[Region labeling records]
[Begin]
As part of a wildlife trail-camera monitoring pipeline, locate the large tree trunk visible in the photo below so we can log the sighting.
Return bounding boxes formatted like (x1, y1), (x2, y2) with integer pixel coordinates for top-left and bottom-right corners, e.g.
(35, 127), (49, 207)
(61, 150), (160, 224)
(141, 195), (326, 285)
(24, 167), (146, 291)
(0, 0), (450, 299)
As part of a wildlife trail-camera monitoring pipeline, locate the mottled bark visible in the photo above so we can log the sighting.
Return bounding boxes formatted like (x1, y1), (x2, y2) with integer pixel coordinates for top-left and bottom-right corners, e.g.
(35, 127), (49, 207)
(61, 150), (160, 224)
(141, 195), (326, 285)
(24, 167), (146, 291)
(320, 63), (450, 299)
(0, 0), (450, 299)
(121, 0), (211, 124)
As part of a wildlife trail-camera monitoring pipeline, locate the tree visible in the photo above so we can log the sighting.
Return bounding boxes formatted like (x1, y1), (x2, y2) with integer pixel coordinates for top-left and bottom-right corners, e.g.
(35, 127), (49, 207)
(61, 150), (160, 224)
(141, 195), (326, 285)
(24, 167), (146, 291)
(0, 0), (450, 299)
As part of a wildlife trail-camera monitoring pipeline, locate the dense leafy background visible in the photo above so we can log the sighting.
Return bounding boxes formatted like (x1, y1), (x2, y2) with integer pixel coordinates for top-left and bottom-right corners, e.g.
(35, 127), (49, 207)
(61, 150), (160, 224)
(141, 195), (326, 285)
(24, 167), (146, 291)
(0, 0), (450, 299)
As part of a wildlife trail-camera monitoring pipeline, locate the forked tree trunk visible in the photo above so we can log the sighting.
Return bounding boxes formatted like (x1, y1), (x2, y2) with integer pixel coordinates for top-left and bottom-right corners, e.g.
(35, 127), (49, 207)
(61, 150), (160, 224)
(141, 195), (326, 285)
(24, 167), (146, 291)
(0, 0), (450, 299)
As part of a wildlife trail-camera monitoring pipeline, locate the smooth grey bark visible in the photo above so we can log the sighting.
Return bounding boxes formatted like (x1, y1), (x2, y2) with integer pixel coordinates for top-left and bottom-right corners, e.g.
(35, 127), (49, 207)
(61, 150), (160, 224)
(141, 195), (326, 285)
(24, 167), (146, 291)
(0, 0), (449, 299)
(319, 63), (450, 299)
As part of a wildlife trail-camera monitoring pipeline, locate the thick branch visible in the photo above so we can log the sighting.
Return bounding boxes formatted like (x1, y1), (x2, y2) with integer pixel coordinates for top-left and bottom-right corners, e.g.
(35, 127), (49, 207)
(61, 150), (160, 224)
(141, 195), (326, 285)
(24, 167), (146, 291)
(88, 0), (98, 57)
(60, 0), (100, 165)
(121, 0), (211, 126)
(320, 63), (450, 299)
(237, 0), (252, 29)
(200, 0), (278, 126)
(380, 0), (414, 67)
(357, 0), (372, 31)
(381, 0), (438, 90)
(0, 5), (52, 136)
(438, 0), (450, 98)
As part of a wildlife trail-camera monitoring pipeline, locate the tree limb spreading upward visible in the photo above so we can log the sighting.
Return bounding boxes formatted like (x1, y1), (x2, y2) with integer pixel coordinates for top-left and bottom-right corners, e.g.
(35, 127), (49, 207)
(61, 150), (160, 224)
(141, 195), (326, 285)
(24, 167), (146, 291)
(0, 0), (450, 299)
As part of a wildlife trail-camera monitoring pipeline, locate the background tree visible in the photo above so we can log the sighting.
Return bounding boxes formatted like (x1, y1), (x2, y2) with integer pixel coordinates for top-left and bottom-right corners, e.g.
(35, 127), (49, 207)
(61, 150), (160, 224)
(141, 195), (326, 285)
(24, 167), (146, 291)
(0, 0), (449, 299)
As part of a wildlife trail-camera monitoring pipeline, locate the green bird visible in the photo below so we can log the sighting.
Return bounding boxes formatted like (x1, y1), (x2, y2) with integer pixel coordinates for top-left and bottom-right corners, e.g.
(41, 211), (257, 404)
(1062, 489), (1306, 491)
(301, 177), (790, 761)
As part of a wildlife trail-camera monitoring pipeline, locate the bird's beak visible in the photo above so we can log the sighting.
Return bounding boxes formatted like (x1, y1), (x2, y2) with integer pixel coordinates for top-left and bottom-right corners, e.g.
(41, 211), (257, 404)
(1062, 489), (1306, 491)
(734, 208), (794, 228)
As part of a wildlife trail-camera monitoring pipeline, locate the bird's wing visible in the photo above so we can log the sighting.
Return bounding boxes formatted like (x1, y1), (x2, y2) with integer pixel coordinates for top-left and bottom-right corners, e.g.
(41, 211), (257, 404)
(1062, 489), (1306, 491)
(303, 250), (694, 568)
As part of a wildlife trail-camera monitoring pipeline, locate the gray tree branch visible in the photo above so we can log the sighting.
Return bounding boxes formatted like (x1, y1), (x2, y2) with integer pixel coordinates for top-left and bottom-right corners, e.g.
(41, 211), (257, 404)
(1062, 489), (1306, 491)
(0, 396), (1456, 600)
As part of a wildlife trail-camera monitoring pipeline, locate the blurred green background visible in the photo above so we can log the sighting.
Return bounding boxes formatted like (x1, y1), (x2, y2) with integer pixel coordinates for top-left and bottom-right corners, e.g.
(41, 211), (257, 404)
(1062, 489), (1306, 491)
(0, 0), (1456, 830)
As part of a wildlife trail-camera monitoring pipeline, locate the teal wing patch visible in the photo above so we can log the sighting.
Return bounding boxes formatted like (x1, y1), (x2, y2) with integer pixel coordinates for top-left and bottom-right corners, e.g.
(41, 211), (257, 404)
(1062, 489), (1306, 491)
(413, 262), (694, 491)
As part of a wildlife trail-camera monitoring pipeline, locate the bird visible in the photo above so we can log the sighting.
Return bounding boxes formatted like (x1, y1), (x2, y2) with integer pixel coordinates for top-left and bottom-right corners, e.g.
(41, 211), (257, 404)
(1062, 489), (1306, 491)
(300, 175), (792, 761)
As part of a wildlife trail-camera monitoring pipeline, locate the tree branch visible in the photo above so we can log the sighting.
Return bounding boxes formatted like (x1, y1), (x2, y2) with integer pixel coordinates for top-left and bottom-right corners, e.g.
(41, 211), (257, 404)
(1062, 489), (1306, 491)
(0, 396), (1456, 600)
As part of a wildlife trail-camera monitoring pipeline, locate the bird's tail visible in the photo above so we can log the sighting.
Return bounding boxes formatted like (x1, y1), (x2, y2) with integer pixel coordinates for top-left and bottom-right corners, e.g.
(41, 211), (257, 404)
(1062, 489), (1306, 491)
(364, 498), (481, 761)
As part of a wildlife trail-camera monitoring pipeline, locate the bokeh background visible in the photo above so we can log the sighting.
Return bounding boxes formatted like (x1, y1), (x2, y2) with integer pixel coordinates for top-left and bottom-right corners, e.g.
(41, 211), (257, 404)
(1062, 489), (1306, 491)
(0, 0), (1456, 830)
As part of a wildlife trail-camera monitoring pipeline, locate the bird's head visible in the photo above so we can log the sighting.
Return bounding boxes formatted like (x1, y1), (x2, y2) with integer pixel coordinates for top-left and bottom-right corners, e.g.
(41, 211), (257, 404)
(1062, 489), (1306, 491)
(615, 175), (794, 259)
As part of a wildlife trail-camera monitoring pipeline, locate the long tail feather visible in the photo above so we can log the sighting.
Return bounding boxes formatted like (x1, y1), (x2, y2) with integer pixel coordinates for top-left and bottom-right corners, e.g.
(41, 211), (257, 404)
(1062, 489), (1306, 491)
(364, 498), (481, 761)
[End]
*GOAL*:
Transcribe all of the material exactly. Omit nothing.

*WRITTEN RESPONSE*:
As part of a wildlife trail-camera monitoring pipeline, locate the large tree trunk visible in the photo below so we can log the sighting.
Return bounding boxes formatted like (x1, y1), (x2, y2) with integer pixel coordinates for top-left and bottom-right corners, e.g.
(35, 127), (49, 207)
(61, 150), (160, 224)
(141, 195), (326, 285)
(24, 167), (146, 291)
(0, 0), (450, 299)
As part of a wildlife trail-camera monitoring pipeline, locate the mottled bark visible in the photo above so we can log the sighting.
Return bounding boxes formatted like (x1, y1), (x2, y2) with integer pixel coordinates for top-left and bottom-right corners, e.g.
(35, 127), (49, 207)
(61, 150), (160, 224)
(141, 195), (326, 285)
(24, 167), (146, 291)
(320, 63), (450, 299)
(0, 0), (450, 299)
(121, 0), (211, 124)
As part of a wildlife trail-camera monitoring pipeline, locate the tree visible in the photo above so we can log the sighting.
Return bounding boxes formatted like (x1, y1), (x2, y2) with integer pixel coordinates for top-left and bottom-right corners, e.g.
(35, 127), (49, 207)
(61, 150), (160, 224)
(141, 195), (326, 285)
(24, 167), (146, 291)
(0, 0), (450, 299)
As part of a wildlife trail-camera monitoring pipeline, locate the dense leafy background visible in the photo above so we can log the sighting.
Return bounding boxes formatted like (x1, y1), (x2, y2) with integer pixel coordinates for top-left and bottom-right corners, e.g.
(35, 127), (49, 207)
(61, 150), (160, 224)
(141, 195), (326, 285)
(24, 167), (146, 291)
(0, 0), (450, 299)
As part of a wildlife trail-camera monitoring pipeline, locate the forked tree trunk visible in the photo above so we can log the sighting.
Return bounding boxes formatted like (x1, y1), (x2, y2) with integer pixel coordinates for top-left and bottom-right corners, e.g.
(35, 127), (49, 207)
(61, 150), (160, 224)
(141, 195), (326, 285)
(24, 167), (146, 291)
(0, 0), (450, 299)
As part of a wildlife trail-camera monitoring pipeline, locate the smooth grey bark visible in the photo above so we can log the sighting.
Return bounding boxes formatted like (x1, y1), (x2, y2) with integer pixel coordinates for top-left and bottom-right corners, e.g.
(35, 127), (49, 207)
(61, 150), (160, 224)
(141, 195), (326, 285)
(24, 167), (146, 291)
(0, 0), (449, 299)
(319, 63), (450, 299)
As part of a wildlife trail-camera monitoring pipeline, locate the thick branch visible in the photo above so we can log the sighting.
Return bounding boxes formatted like (x1, y1), (x2, y2) with integer pixel coordinates for top-left and bottom-right corners, e.g.
(35, 127), (49, 207)
(61, 150), (160, 224)
(141, 195), (326, 285)
(24, 167), (146, 291)
(88, 0), (98, 57)
(60, 0), (100, 165)
(121, 0), (211, 126)
(320, 63), (450, 299)
(237, 0), (252, 29)
(200, 0), (278, 126)
(380, 0), (414, 67)
(357, 0), (372, 31)
(381, 0), (438, 90)
(0, 5), (52, 136)
(438, 0), (450, 98)
As part of a wildlife trail-camera monitoring pipeline, locate the tree limb spreading upward visible in the photo above so we can log the sighting.
Return bounding boxes formatted like (x1, y1), (x2, y2) with integer pixel coordinates for top-left and bottom-right corners, e.g.
(35, 127), (49, 207)
(61, 150), (160, 224)
(141, 195), (326, 285)
(24, 167), (146, 291)
(0, 0), (450, 299)
As part of a wildlife trail-camera monitoring pipeline, locate the background tree visible in the photo above so we can log the sighting.
Return bounding boxes formatted like (x1, y1), (x2, y2) with integer pixel coordinates for top-left and bottom-right corners, e.g.
(35, 127), (49, 207)
(61, 150), (160, 224)
(141, 195), (326, 285)
(24, 167), (146, 291)
(0, 0), (449, 299)
As part of a wildlife trail-camera monitoring pipeline, locate the green bird visible in the photo below so we can log the sighting.
Return bounding boxes formatted like (x1, y1), (x2, y2) with integer pixel coordinates for top-left and bottom-right corners, e.g.
(41, 211), (257, 404)
(1062, 489), (1306, 491)
(301, 177), (790, 761)
As part of a wildlife trail-camera monitoring pipeline, locate the bird's beak visible in the photo above so we can log the sighting.
Return bounding boxes formatted like (x1, y1), (x2, y2) with integer pixel coordinates for top-left and bottom-right corners, e.g.
(41, 211), (257, 404)
(1062, 489), (1306, 491)
(734, 208), (794, 228)
As part of a wildlife trail-camera monitoring pipeline, locate the bird's wing visible in the photo above so we can log the sighting.
Return bounding boxes formatted like (x1, y1), (x2, y2) with integer pixel coordinates for top-left and bottom-right corners, e.g.
(41, 211), (257, 404)
(1062, 489), (1306, 491)
(303, 250), (694, 568)
As part of a wildlife trail-camera monitoring pipeline, locate the gray tree branch visible in the photo above so we can log the sighting.
Return bounding boxes formatted like (x1, y1), (x2, y2) with integer pixel coordinates for top-left and bottom-right corners, e.g.
(41, 211), (257, 404)
(1062, 489), (1306, 491)
(0, 396), (1456, 600)
As part of a wildlife trail-camera monitoring pipeline, locate the blurred green background visible in the photo above so we can log the sighting.
Return bounding boxes formatted like (x1, y1), (x2, y2) with integer pixel coordinates for top-left and bottom-right corners, e.g.
(41, 211), (257, 404)
(1062, 489), (1306, 491)
(0, 0), (1456, 830)
As part of a wildlife trail-camera monitoring pipeline, locate the teal wing patch visible in the photo above so we can log the sighting.
Return bounding boxes formatted like (x1, y1), (x2, y2) with integer pixel coordinates for top-left and bottom-right corners, e.g.
(41, 211), (257, 404)
(1062, 489), (1306, 491)
(413, 262), (694, 491)
As part of a wildlife trail-camera monitoring pipeline, locate the bird visible in the photo above so we can log the sighting.
Return bounding boxes formatted like (x1, y1), (x2, y2) with integer pixel coordinates for top-left and bottom-right corners, e.g.
(41, 211), (257, 404)
(1062, 489), (1306, 491)
(300, 175), (792, 761)
As part of a wildlife trail-camera monitoring pipeline, locate the tree branch visible in the photo above so we can log the sighting.
Return bounding boxes formatted like (x1, y1), (x2, y2) with integer pixel coordinates for top-left and bottom-right corners, e.g.
(41, 211), (257, 404)
(1062, 489), (1306, 491)
(0, 396), (1456, 600)
As part of a wildlife trail-camera monitoring pipeline, locate the bird's tail visible in the photo above so we can log the sighting.
Return bounding boxes formatted like (x1, y1), (x2, y2) with integer pixel coordinates for top-left and bottom-right corners, e.g.
(41, 211), (257, 404)
(1062, 489), (1306, 491)
(364, 498), (481, 761)
As part of a wildlife trail-camera monitoring pipeline, locate the bokeh background visible in the photo above so we can log the sighting.
Return bounding boxes formatted like (x1, y1), (x2, y2) with integer pixel coordinates for top-left and bottom-right corners, e.g.
(41, 211), (257, 404)
(1062, 489), (1306, 491)
(0, 0), (1456, 830)
As part of a wildlife trail-camera monitoring pipeline, locate the bird's head visible in the photo above so we can log the sighting.
Return bounding boxes formatted like (x1, y1), (x2, y2) with integer pixel coordinates for top-left and bottom-right corners, e.g.
(41, 211), (257, 404)
(1062, 489), (1306, 491)
(615, 175), (794, 259)
As part of a wildlife trail-camera monitoring pipeline, locate the long tail feather visible in the photo above so we can log the sighting.
Return bounding boxes formatted like (x1, y1), (x2, y2) with integer pixel coordinates for top-left and bottom-right corners, e.g.
(41, 211), (257, 404)
(1062, 489), (1306, 491)
(364, 498), (481, 761)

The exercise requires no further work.